▶ **TASK**
Output only the lines of the entries that follow, starting at the one with "Query: teeth" and running down to the one with "like [14, 161].", both included and unchanged.

EXERCISE MATERIALS below:

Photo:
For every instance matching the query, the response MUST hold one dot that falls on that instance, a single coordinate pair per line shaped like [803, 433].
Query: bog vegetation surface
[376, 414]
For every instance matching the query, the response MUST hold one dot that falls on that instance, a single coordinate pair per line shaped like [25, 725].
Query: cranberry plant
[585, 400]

End of EXERCISE MATERIALS.
EXERCISE MATERIALS below:

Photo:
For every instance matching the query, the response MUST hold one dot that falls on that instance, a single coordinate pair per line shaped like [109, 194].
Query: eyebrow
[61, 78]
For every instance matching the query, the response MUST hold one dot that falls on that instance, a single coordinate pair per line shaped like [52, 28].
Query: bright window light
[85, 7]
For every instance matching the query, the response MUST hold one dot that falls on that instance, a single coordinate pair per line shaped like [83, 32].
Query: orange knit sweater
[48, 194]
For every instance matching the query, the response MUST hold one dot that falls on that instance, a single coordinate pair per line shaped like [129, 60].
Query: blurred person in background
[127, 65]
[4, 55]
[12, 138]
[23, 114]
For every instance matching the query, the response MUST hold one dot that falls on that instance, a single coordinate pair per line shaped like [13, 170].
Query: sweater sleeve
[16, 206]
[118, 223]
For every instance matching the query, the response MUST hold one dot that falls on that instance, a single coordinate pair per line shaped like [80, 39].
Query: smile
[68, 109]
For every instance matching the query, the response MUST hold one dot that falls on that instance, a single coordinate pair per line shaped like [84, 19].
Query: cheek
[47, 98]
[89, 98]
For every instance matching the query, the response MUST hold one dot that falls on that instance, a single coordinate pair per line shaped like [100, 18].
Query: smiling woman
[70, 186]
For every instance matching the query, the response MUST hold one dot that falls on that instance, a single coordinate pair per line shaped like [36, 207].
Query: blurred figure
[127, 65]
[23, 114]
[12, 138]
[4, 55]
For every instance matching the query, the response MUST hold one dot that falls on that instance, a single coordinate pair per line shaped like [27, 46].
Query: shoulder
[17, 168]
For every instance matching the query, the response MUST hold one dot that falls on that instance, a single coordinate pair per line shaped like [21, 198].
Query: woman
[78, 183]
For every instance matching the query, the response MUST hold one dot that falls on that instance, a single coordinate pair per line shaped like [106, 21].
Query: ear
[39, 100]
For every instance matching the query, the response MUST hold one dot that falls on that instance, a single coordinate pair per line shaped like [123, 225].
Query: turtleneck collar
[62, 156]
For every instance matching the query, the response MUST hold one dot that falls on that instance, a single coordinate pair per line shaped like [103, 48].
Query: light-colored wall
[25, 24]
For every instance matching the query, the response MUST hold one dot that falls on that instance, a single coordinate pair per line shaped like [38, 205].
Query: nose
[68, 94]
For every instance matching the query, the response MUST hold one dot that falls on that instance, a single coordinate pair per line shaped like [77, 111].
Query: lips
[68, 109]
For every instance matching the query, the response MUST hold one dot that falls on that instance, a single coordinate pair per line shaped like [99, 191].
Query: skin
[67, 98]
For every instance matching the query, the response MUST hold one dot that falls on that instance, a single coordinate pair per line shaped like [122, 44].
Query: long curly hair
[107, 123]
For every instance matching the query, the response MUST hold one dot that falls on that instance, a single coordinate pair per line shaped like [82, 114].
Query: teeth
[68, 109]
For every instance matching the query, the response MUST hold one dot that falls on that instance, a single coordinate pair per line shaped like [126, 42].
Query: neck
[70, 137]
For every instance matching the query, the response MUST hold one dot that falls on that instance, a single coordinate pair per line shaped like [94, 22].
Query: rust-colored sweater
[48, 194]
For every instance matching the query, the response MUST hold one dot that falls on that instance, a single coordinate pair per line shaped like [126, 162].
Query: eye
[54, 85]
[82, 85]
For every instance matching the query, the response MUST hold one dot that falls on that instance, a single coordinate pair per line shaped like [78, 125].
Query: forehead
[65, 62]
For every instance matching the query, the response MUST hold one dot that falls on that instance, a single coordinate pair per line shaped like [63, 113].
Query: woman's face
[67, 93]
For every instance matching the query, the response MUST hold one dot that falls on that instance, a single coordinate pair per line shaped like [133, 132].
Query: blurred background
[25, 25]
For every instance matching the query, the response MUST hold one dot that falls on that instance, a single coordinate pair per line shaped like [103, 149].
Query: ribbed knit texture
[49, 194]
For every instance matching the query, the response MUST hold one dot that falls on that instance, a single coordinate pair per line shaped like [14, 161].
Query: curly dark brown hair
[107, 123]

End of EXERCISE MATERIALS.

▶ **YOUR RESPONSE**
Query: teeth
[68, 109]
For every instance matching the query, the response MUST hold one dot that falls on that instance, a single coordinate pair per line shaped like [126, 42].
Query: neck
[70, 137]
For every instance matching the query, the response MUST hold one dot that falls on that instance, a single coordinate pair per line shaped like [94, 22].
Query: rust-colored sweater
[48, 194]
For every instance matching the query, the response MUST hold one dot that falls on that instance, a single coordinate pair per line shaped like [126, 162].
Query: eye
[54, 85]
[82, 85]
For every instance matching the query, the response MUST hold one dot that falls on that instance, a single coordinate pair per line shaped like [78, 125].
Query: forehead
[65, 62]
For every instance matching the query, the response MUST hold one dot that falls on that instance, a single coordinate pair per line shaped like [63, 113].
Query: woman's face
[67, 93]
For every instance matching the query, the response MUST hold one dot that falls on that instance, a single coordinate pair per line shaped like [133, 132].
Query: blurred background
[25, 25]
For every instance matching the query, the response MUST hold one dot that falls on that instance, a single coordinate pair per line shaped like [103, 149].
Query: ribbed knit texture
[49, 194]
For every instance matching the query, the response MUST hold one dot that falls on that instance, a single coordinate pair per line shaped like [14, 161].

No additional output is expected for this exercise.